- [What to work on]: Rewrite everything from the start of the entries down to the line containing "640L401 651L410 653L422", changing "approximate" to "loose" and leaving everything else as it is. Leave the pictures out of your answer.
── Source records
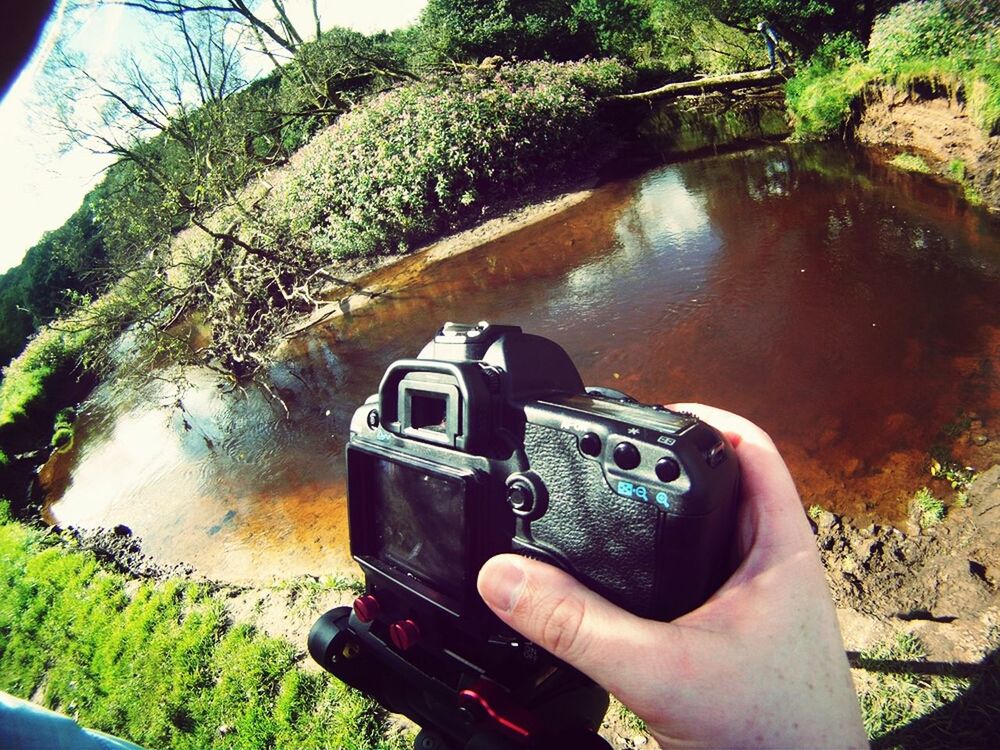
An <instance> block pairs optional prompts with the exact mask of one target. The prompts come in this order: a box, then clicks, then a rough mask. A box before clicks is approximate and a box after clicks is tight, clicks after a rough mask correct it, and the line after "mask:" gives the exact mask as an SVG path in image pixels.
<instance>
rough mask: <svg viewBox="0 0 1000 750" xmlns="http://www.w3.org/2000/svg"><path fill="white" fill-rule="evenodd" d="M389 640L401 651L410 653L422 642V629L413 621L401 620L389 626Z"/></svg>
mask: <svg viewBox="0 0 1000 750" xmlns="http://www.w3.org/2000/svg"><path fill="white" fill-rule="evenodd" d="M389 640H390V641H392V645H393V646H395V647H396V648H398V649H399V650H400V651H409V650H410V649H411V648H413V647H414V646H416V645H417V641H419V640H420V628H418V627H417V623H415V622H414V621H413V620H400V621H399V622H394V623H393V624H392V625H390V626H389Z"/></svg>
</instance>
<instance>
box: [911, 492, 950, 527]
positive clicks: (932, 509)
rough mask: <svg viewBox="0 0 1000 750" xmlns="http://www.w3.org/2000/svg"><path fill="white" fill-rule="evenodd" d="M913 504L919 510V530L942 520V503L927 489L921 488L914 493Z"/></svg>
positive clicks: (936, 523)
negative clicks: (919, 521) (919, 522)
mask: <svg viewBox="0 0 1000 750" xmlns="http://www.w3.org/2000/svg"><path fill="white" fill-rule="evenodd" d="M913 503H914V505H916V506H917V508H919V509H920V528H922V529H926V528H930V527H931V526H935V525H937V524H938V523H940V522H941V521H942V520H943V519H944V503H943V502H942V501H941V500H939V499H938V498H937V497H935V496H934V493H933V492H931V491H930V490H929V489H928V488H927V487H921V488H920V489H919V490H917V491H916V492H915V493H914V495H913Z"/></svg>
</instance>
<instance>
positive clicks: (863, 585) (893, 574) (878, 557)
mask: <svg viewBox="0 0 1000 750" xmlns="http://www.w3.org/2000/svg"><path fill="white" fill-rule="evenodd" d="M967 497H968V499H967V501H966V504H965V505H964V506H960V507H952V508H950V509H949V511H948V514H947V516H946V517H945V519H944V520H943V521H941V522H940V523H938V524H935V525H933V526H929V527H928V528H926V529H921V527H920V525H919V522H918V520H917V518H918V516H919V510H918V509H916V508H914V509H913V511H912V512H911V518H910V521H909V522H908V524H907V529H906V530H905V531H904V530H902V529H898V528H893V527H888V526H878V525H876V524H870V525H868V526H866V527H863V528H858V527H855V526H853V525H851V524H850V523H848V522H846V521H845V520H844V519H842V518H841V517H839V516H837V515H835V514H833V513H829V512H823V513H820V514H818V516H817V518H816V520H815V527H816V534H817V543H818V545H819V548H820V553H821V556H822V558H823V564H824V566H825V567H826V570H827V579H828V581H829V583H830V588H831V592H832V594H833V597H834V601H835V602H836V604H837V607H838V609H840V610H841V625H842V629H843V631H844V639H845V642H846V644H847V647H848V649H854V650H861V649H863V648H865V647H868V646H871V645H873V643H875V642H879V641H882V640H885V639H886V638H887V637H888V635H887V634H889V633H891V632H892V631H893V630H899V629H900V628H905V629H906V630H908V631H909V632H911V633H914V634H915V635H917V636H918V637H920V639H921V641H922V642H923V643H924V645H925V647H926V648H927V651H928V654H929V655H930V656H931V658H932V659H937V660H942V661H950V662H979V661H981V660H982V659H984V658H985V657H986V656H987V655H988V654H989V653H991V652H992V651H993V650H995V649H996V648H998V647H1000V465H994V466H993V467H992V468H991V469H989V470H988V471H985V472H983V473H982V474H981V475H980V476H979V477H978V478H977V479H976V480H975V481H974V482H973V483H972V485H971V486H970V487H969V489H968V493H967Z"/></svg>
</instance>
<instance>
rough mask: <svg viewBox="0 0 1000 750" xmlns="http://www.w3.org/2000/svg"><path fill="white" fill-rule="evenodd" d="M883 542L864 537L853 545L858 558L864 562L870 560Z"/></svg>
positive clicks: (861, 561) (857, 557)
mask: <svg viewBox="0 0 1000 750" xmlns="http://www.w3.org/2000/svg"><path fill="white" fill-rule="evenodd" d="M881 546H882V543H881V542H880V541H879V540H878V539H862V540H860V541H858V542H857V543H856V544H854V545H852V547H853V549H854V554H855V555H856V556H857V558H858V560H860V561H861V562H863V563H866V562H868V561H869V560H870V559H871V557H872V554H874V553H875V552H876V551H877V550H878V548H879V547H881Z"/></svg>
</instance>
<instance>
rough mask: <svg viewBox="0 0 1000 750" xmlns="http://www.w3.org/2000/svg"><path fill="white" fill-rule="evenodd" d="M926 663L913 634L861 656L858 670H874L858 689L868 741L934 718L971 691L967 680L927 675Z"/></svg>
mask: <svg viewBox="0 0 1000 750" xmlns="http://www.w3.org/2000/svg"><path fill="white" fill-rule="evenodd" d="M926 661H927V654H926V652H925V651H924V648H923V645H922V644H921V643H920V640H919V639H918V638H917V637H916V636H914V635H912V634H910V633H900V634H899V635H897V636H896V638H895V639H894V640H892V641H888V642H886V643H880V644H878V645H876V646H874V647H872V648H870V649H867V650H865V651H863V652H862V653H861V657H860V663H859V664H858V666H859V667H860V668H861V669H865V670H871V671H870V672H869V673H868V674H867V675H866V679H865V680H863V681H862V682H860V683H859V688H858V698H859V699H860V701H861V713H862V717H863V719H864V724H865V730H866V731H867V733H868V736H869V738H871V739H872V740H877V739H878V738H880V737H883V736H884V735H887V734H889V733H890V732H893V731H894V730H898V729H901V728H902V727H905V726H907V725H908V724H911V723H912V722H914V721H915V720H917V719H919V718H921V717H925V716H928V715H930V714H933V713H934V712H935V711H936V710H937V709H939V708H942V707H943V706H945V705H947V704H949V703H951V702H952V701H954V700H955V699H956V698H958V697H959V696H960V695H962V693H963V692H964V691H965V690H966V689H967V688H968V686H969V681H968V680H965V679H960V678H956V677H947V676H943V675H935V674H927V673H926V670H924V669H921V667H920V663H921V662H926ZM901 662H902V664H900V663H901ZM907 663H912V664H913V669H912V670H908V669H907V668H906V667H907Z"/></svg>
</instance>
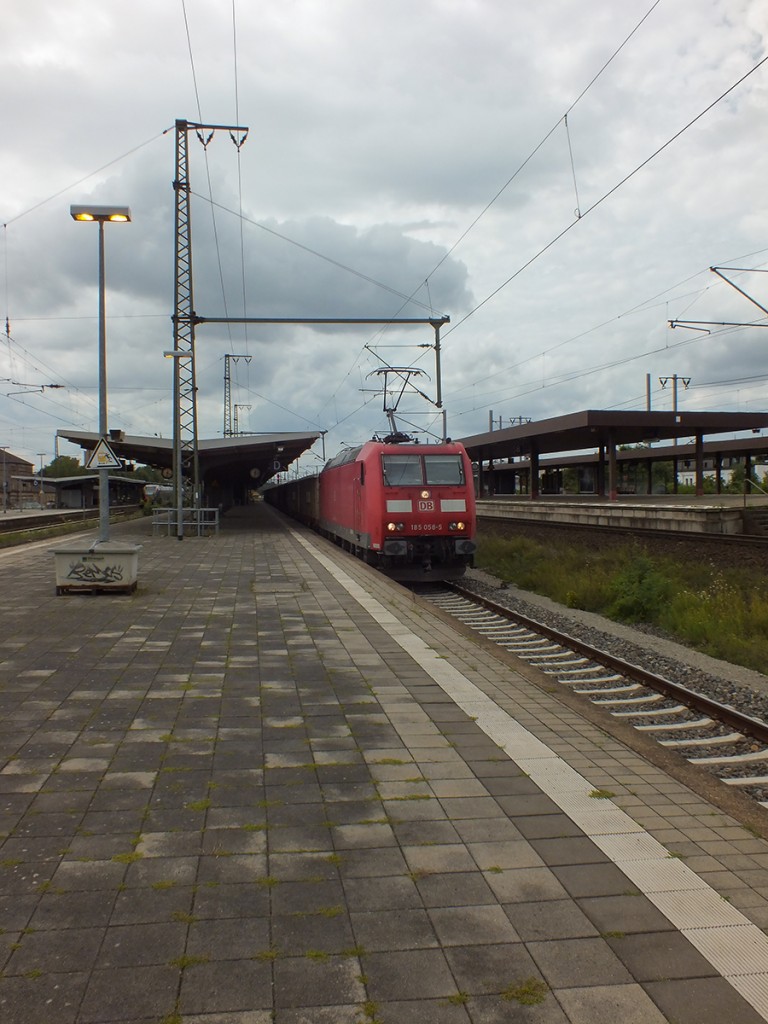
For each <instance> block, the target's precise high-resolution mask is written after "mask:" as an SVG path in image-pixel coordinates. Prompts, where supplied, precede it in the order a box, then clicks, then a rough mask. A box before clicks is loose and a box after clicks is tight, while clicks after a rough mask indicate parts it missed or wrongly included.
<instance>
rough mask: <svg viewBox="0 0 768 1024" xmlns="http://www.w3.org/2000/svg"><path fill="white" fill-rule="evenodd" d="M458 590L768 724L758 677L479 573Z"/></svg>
────
- [Written solution]:
An <instance> block pairs optional prompts with the exact mask of one target. The prompts come in this order: a box, then clicks, then a rough mask. A box before clicks is loose and a box after clicks is tight, clicks after a rough mask correct it, and the line after "mask:" gives the exact mask as an SVG path in image pixels.
<instance>
rough mask: <svg viewBox="0 0 1000 750" xmlns="http://www.w3.org/2000/svg"><path fill="white" fill-rule="evenodd" d="M389 640L401 651L410 653L422 642V629L413 621L401 620L389 626Z"/></svg>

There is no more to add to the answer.